> Perintah A
Dalam artikel tentang ulama pendiri pondok pesantren di Kalimantan Selatan, pada tahun berapa PPIK IAIN Antasari menerbitkan buku hasil penelusuran itu?
> Perintah B
Lanjutkan artikel tentang ulama pendiri pondok pesantren di Kalimantan Selatan dari sesudah kalimat terakhirnya.
=== Artikel ===
Berawal dari sebuah mimpi besar untuk menguntai jejak-jejak ulama Banjar, dua peneliti Pusat Pengkajian Islam Kalimantan (PPIK) IAIN Antasari, Drs Abdul Karim MAg dan Drs H Ahdi Makmur MAg mencoba mengawalinya dengan satu langkah kecil lewat penelusuran tentang sosok-sosok ulama pendiri pondok pesantren di Kalimantan Selatan.
Pesantren dianggap sebagai pilar pembangunan yang selalu tegar sepanjang zaman sehingga figur pendirinya pun patut dicermati sebab ada begitu banyak hal menarik yang layak diketahui dari sosok-sosok sepuh itu.
Meski hanya tiga orang ulama yang dibahas, namun ketiganya dianggap sangat representatif karena sudah mewakili karakter utama akademis dan tradisional ponpes di Kalsel. Mereka adalah Tuan Guru H Abdur Rasyid, Tuan Guru H Mahfuz Amin, dan Tuan Guru H Kasyful Anwar.
Riyawat kehidupan dan kontribusi ketiganya baik dalam dunia pendidikan maupun bidang-bidang lainnya yang berhasil dihimpun telah pula dibukukan dengan tajuk “Ulama Pendiri Pondok Pesantren di Kalimantan Selatan” dan diterbitkan oleh PPIK IAIN Antasari pada tahun 2006.
Berikut secuil kisah tentang ulama pertama, Tuan Guru H Abdur Rasyid yang mendirikan pengajian yang menjadi cikal bakal ponpes terkenal, Rasyidah Khalidiyah (RAKHA) Amuntai.
Riwayat Hidup
“Tuan Guru Haji Abdur Rasyid adalah seorang ulama yang sudah melanglang buana sampai ke Universitas Al-Azhar Kairo dan merupakan pelopor ponpes modern di Kalimantan,” tutur Drs H Ahdi Makmur MAg.
=== Entri yang disediakan ===
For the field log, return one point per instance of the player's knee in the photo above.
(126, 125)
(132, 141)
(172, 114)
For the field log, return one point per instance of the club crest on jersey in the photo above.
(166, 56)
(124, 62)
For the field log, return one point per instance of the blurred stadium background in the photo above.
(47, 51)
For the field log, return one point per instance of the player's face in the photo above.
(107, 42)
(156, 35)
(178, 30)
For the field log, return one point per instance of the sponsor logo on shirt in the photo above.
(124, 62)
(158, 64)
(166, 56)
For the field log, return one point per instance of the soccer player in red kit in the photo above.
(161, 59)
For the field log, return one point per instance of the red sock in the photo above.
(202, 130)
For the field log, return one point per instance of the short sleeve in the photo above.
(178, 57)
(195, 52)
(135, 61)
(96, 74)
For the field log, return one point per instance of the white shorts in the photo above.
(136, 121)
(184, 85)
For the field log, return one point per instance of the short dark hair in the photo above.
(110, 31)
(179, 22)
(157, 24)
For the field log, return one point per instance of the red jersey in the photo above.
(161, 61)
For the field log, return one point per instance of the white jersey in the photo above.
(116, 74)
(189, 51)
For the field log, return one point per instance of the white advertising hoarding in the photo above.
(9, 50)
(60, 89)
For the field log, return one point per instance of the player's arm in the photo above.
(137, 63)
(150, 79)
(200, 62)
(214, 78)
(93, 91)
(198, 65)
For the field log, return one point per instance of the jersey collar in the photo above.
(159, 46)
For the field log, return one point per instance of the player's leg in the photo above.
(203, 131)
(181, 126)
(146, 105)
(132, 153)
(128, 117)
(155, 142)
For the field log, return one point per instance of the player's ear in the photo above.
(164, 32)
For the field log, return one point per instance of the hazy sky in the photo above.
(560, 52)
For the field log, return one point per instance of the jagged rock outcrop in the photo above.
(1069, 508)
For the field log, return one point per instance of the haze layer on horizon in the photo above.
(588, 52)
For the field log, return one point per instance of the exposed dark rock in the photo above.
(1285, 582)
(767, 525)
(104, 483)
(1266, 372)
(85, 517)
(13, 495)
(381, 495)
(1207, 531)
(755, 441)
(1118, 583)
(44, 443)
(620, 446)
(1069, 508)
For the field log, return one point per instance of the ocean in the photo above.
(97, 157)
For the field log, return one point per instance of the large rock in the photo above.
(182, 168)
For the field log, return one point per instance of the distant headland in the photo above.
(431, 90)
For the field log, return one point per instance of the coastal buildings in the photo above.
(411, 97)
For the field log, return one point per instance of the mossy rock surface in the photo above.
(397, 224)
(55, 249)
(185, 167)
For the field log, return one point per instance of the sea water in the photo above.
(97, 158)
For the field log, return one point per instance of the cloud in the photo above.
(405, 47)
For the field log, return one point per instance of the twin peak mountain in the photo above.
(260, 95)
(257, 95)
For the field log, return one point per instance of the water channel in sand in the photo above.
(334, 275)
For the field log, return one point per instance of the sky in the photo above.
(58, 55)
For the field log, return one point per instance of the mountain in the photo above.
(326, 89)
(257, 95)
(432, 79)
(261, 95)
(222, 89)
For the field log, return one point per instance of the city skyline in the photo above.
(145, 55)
===
> Jawaban akhir A
Pada tahun 2006.

> Jawaban akhir B
Sebuah gambaran singkat ini sesungguhnya sudah dapat mengungkapkan betapa besar kontribusi H Abdur Rasyid dalam dunia pendidikan Islam di Kalimantan.
Tuan Guru Haji Abdur Rasyid terlahir dari pasangan Isram dan Khadijah. Ada dua versi mengenai tahun dan tempat kelahirannya, yakni 1884 di Pekapuran Amuntai dan 1885 di Kampung Panangkalaan Amuntai.
Abdur Rasyid kecil tumbuh dan besar dalam keluarga sederhana namun taat terhadap ajaran agama. Bayangkan, ia telah tamat belajar Al-Qur’an ketika baru berumur tujuh tahun.
Ketika kawan-kawan sebayanya sekolah di Island School, Abdur Rasyid justru mengaji ilmu-ilmu agama Islam di desa dan sekitarnya. Kemudian atas izin kedua orang tuanya, ia pindah ke daerah lain melanjutkan pelajaran ilmu-ilmu agama Islam kepada tuan guru yang banyak dikenal orang pada waktu itu selain juga tekun belajar sendiri dalam hal ilmu pengetahuan umum.
“Cita-citanya untuk sekolah di Mesir muncul setelah menerima pandangan-pandangan agama baru dari guru-gurunya,” ujar Ahdi.
Maka, pada tahun 1912, berangkatlah Abdur Rasyid ke Mesir dengan singgah terlebih dahulu di Tembilahan (Sumatera), Pula Pinang (Malaysia Barat), dan Johor sambil berdakwah sekaligus mengumpulkan uang untuk kepergiannya ke Mesir.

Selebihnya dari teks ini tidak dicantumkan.